━━ AVAILABLE DATA

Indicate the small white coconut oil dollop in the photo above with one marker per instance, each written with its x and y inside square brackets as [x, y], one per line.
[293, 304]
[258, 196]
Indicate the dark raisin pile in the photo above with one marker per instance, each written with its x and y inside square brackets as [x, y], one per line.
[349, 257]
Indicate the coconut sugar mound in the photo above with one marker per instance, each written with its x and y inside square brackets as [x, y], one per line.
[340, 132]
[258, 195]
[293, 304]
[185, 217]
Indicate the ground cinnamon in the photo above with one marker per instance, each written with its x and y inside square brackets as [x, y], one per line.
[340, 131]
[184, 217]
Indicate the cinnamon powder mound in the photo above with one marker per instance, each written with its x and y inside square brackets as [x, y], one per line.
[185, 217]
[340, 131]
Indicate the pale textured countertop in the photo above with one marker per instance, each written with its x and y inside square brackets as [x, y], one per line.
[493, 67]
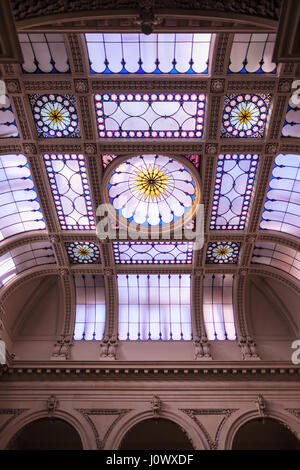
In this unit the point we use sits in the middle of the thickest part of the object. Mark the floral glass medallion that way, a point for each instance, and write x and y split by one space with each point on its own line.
83 252
151 189
148 115
245 115
55 115
222 252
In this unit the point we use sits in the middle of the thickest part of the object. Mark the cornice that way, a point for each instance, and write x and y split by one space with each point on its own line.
122 370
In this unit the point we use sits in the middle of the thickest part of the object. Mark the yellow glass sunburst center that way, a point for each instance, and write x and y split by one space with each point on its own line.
244 116
55 116
151 182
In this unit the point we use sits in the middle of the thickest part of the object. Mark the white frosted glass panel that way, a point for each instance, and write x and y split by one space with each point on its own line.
281 209
156 307
25 257
218 307
291 126
90 307
278 256
8 125
234 183
19 206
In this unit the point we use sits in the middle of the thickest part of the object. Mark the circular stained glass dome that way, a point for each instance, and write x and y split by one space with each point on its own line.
151 190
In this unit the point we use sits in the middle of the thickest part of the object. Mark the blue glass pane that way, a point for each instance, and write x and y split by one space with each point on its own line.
252 53
155 53
44 53
8 125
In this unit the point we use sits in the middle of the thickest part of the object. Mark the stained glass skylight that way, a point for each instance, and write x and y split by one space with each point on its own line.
90 307
44 53
252 53
218 307
245 115
8 125
83 252
154 307
222 253
158 115
19 205
24 257
70 188
281 209
55 115
153 53
153 252
151 189
234 182
291 126
277 255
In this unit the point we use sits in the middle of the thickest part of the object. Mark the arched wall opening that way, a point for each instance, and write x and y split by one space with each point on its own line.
46 434
156 434
265 434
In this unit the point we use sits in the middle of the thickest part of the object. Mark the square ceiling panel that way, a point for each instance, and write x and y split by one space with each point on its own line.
55 115
70 189
148 54
83 252
222 253
234 182
245 115
153 252
150 115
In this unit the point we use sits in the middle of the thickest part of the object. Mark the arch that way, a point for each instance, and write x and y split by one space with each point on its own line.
156 434
251 415
25 420
265 434
195 435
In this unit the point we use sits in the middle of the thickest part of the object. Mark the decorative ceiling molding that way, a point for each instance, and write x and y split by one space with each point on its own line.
122 370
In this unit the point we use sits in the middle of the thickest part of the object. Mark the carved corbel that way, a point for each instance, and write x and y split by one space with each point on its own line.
62 347
52 405
202 349
156 405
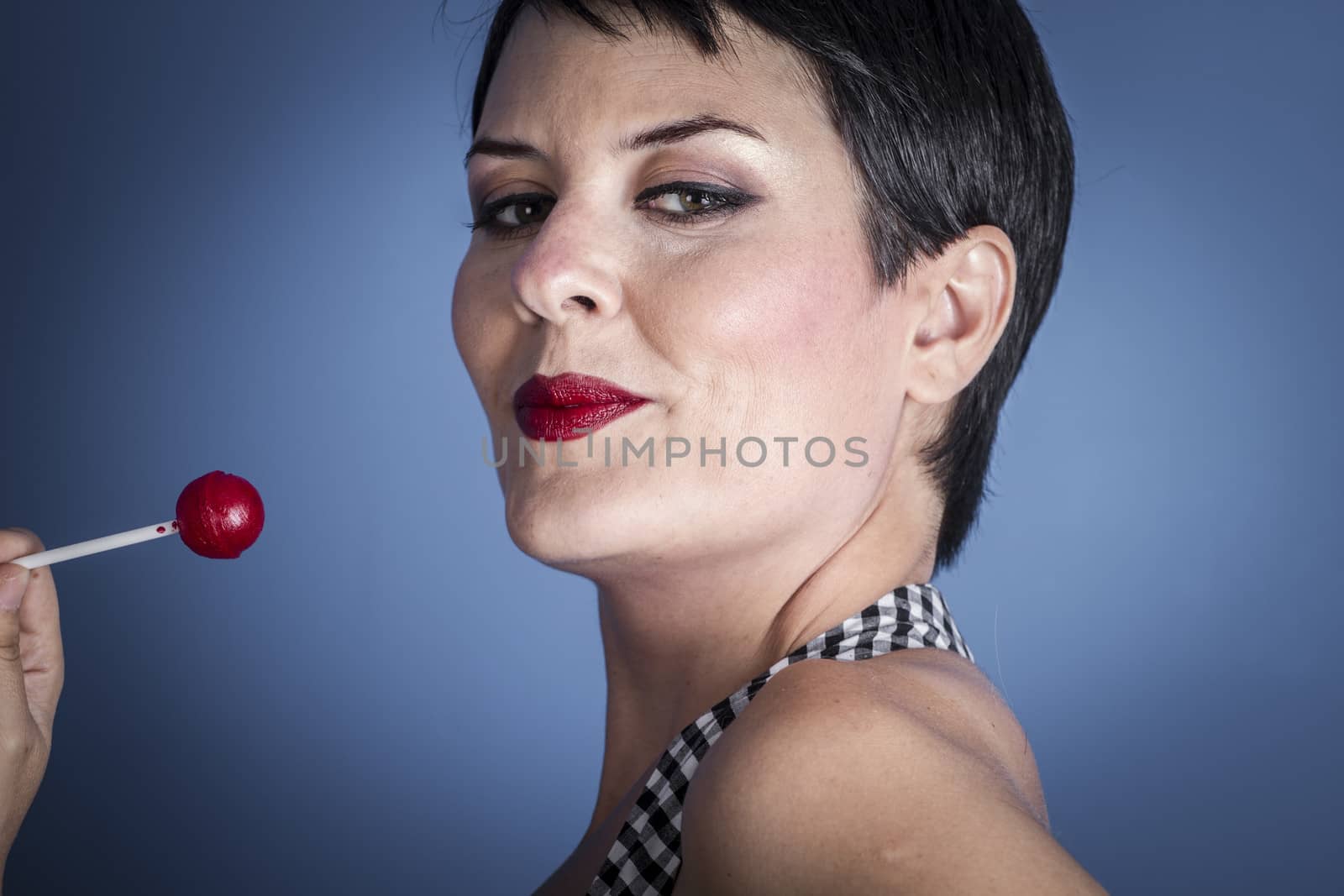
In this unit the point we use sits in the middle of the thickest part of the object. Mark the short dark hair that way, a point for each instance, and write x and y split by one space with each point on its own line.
949 114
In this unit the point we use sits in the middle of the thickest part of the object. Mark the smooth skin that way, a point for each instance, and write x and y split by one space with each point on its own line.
902 773
33 672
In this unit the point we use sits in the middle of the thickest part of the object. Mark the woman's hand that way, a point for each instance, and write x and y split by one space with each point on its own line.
33 671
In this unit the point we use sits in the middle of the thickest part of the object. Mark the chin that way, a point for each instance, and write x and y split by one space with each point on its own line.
564 521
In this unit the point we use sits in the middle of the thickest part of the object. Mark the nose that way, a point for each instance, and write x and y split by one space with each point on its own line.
568 270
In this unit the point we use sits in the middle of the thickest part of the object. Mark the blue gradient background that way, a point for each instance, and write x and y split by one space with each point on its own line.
233 231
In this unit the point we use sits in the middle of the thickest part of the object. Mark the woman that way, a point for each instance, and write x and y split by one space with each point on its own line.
749 284
843 231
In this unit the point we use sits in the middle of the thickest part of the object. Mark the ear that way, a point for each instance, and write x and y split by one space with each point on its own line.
963 305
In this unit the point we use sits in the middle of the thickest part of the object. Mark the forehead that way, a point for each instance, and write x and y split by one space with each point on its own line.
561 76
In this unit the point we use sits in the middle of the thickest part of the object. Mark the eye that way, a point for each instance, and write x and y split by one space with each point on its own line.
701 201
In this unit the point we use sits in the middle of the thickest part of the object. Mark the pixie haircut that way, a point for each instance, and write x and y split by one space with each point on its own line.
951 120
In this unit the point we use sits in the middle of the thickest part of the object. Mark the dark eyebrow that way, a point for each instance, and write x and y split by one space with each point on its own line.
660 134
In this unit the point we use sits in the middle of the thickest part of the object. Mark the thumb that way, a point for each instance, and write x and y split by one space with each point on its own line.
13 584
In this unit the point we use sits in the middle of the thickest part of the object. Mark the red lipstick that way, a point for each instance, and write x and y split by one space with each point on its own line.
551 407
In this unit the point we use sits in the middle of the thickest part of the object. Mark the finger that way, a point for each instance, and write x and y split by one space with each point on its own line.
13 698
39 621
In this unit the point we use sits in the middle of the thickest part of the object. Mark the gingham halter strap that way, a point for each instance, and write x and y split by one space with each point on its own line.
647 855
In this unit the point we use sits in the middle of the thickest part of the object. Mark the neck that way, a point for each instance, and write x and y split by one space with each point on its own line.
678 637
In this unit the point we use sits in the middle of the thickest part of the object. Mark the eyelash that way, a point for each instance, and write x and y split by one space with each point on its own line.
725 203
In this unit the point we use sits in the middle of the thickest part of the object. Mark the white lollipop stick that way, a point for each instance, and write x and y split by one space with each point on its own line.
94 546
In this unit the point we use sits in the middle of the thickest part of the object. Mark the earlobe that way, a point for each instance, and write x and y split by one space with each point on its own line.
969 300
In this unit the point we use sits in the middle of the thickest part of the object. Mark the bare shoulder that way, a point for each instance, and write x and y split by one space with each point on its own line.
905 768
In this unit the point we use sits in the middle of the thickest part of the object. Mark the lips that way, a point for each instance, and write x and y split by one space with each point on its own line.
553 407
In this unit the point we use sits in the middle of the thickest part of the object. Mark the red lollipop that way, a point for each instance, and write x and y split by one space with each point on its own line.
219 516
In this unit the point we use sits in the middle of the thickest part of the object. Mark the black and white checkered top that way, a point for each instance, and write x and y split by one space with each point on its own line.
647 853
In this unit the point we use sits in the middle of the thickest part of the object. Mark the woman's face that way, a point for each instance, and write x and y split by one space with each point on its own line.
761 322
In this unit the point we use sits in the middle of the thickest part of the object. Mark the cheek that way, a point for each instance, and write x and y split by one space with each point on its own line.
480 325
790 329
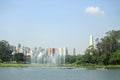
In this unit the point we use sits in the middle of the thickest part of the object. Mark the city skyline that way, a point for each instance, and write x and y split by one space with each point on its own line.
56 23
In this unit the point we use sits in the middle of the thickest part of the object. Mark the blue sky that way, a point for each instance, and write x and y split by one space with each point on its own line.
57 23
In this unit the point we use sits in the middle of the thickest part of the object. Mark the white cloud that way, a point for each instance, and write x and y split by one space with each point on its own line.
93 10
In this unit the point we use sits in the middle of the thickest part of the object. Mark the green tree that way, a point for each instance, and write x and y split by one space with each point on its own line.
5 52
19 57
115 57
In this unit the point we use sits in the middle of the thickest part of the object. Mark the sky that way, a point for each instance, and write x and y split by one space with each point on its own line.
57 23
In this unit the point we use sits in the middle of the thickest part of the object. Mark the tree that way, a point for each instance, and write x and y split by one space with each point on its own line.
5 52
19 57
115 58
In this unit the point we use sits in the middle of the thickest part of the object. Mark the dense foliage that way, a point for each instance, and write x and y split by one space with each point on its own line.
106 51
6 53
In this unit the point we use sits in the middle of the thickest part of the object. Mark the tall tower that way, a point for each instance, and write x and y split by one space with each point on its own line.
91 41
91 44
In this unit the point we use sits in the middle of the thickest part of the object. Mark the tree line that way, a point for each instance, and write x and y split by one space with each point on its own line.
6 54
105 52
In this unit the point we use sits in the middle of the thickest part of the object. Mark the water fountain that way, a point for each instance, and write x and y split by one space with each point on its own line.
49 56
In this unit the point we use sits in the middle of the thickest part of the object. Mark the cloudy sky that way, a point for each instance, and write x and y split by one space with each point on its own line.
57 23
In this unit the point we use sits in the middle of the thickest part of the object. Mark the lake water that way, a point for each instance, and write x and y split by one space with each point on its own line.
57 73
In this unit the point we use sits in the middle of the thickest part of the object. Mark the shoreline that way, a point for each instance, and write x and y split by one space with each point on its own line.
65 65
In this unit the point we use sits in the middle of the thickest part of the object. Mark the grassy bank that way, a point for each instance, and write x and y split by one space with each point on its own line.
13 65
92 66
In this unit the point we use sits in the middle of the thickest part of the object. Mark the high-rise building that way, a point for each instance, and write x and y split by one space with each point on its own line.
73 51
91 41
65 51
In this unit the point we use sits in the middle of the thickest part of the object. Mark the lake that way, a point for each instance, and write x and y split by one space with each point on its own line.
57 73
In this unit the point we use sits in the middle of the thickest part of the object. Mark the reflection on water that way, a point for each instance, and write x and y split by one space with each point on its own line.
57 73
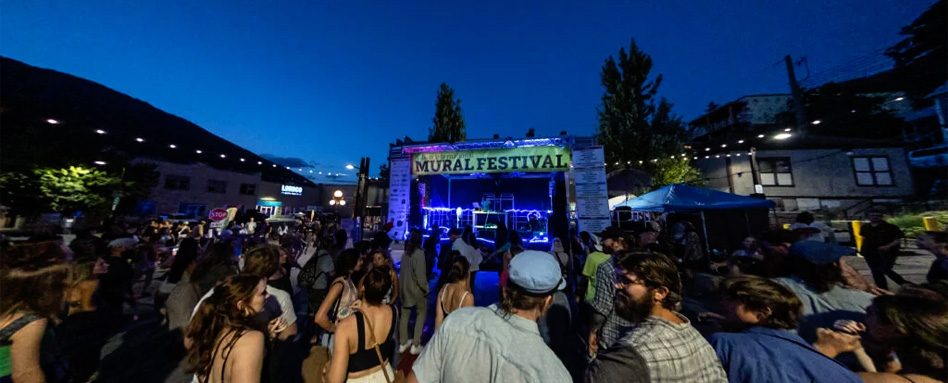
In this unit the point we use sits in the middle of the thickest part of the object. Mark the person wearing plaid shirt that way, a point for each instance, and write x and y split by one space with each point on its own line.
662 347
606 325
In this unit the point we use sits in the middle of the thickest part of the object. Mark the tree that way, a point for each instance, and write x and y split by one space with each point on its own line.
675 171
75 189
921 58
448 119
632 128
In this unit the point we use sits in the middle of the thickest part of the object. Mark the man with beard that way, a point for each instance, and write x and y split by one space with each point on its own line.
605 326
662 347
761 344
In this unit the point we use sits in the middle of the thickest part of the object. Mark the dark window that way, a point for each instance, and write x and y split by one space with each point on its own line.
248 189
872 171
775 171
214 186
177 182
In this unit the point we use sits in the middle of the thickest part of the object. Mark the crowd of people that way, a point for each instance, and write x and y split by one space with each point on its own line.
260 302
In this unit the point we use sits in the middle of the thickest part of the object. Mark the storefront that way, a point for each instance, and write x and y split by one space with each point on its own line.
536 187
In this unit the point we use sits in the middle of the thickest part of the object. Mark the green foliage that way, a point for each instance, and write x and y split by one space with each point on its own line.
448 119
75 188
669 171
921 58
634 127
913 224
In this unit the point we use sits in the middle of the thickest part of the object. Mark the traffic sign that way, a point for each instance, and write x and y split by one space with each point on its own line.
218 215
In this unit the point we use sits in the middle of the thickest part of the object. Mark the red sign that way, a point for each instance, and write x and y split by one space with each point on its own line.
218 215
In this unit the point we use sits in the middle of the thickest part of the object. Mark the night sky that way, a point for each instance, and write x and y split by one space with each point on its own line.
329 82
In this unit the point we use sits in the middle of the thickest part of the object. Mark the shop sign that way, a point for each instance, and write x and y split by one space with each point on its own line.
291 190
529 159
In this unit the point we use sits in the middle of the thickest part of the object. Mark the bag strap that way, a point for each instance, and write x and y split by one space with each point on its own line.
375 344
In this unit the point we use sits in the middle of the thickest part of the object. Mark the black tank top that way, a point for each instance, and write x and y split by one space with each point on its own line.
364 359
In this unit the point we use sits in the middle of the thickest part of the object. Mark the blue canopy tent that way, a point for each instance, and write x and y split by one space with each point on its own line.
681 198
691 199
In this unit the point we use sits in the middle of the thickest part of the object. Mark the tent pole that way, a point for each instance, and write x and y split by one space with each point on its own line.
747 220
707 244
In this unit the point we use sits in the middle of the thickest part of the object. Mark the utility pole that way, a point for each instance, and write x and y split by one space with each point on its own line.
797 96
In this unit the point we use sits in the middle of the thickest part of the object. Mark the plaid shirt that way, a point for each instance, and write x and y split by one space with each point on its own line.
604 303
674 353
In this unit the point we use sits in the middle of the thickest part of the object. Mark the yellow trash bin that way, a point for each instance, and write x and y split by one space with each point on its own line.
857 237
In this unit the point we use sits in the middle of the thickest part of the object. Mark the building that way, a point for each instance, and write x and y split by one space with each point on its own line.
742 148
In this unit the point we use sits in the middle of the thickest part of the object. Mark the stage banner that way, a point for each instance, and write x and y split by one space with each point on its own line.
592 193
399 196
529 159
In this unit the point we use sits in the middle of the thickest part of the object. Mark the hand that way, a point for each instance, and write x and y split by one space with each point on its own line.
277 326
832 343
593 344
849 327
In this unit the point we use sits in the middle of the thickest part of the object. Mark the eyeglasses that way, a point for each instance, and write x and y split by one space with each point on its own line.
624 281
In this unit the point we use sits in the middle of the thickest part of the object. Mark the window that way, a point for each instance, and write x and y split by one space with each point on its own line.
248 189
177 182
214 186
872 171
775 171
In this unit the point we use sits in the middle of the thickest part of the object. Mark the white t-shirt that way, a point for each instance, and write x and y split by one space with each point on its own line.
282 297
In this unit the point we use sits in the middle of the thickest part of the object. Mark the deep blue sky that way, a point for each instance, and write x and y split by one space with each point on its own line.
332 81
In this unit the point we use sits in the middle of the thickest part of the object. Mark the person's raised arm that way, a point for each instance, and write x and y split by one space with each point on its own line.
322 315
339 365
247 358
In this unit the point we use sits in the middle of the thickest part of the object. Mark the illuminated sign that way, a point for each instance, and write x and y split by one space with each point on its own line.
291 190
529 159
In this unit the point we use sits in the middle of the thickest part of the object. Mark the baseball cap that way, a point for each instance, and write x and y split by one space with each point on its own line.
124 242
819 253
612 232
536 272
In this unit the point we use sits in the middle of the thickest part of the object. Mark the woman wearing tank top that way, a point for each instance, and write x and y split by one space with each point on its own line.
226 343
456 292
355 358
26 270
342 299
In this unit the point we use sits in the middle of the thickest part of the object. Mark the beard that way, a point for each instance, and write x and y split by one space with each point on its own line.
631 309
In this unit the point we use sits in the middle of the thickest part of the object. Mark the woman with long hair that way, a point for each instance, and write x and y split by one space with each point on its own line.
456 292
216 265
226 343
356 359
414 293
34 278
343 295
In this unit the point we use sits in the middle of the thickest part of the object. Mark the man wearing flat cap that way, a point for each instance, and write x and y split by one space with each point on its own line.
500 343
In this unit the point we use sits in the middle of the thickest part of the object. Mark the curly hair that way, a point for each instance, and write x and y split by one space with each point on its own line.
759 294
30 268
656 270
218 314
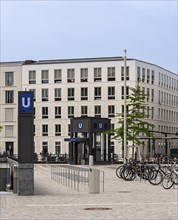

━━━━

EXERCISE GOAL - Pictures stay out. Return exactly the lines from the one with "Mark the curly" through the last line of the data.

SOLVED EXERCISE -
In this unit the point we use sits in the middle of the thickest part of the object. Mark the curly hair that way, a point for each instance, and write x and y split by one space with each point on its own line.
759 294
30 268
656 270
218 314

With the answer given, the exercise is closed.